Sita ends up killing all but one S.W.A.T. officer in their vehicle. The one she keeps alive gives her information on just how big of a force they are dealing with. It is much larger than Sita was expecting; someone in the government or military knows what Sita is capable of. She crashes the S.W.A.T. car while sparing the one dude’s life, takes out a helicopter from the ground, then she and Joel steal a car. Sita can feel that she is much more powerful now with Yaksha’s blood. Joel is really uncomfortable with all the killings because he is still an FBI agent at heart. Sita tells him it’s the better alternative than allowing their blood to fall into the hands of the US military complex. They drive to an LA luxury high-rise knowing that they are being followed. Sita brings Joel up to the top and then proceeds to jump from building to building in search of one that has a helicopter she can steal.
She eventually crashes through a window in a building that has one. She takes out another police helicopter that dares to get too close. The security guard on the roof watched her arrive and doesn’t stand in her way. He’s too close to retirement. She steals the helicopter, rescues Joel, then heads into the desert. The military sends two Apache helicopters after them. Sita knows they can’t outrun them. Her best bet is to stage a crash in a lake and hope they don’t know to look for her. The only flaw in her plan turns out to be that Joel can’t swim and none of the other insanity. She makes Joel jump anyway. She jumps too just as the Apaches open fire. When she comes back to consciousness, she sees the military has swarmed the lake and captured Joel. Here’s a good place to point out that if Sita had just let Joel die as he had wanted, she would have been free to disappear back into the world. But now she has a major problem that she created. There’s a bit of karmic justice there. Next up: Sita steals a car from a family that’s camping and follows the military caravan to a heavily fortified base just outside of Las Vegas.

Records taken from a collection —
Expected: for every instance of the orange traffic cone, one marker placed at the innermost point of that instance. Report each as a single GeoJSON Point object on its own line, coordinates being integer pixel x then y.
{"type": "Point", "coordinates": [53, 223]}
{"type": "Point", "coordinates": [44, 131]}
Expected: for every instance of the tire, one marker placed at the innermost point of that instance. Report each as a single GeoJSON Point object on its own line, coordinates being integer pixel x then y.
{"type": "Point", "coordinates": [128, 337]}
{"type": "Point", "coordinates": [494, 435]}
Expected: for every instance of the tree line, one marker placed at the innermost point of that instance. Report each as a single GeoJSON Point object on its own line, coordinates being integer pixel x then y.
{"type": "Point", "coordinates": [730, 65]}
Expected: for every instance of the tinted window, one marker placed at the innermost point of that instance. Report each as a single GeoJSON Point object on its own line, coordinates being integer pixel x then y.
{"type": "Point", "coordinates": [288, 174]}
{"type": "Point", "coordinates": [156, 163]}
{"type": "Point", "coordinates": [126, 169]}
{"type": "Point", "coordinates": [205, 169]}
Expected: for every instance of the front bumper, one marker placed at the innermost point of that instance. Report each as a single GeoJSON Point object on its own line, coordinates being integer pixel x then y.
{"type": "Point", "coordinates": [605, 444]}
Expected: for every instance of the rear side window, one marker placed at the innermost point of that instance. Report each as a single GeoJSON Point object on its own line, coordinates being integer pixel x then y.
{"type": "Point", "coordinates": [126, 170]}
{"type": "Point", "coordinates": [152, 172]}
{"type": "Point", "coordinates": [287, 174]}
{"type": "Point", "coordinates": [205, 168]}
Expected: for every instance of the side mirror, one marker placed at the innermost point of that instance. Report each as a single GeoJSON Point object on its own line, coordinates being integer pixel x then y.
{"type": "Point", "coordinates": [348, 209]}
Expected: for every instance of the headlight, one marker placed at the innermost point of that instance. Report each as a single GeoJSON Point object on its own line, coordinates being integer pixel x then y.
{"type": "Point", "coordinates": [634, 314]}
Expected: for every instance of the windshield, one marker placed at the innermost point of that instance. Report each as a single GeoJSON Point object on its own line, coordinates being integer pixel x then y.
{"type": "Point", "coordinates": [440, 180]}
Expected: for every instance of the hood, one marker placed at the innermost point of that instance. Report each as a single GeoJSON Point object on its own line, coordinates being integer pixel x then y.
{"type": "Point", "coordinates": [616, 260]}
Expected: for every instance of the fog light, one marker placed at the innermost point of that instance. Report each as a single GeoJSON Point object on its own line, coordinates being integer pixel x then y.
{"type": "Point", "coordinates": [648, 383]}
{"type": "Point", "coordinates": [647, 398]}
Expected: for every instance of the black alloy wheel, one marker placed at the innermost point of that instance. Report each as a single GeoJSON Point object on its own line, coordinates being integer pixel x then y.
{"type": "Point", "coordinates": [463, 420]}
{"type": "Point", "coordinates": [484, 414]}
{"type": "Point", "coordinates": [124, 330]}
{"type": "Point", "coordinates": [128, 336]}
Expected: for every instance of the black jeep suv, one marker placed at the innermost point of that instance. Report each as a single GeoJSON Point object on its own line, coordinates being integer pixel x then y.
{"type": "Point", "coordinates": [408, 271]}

Task description — In one to three sentences, explain why, according to the plot summary above, Sita decides to stage a helicopter crash in a lake.

Solution — The military sends two Apache helicopters after Sita and Joel, and she knows they cannot outrun them. Her best option is to stage a crash in a lake and hope the pursuers do not know to look for her.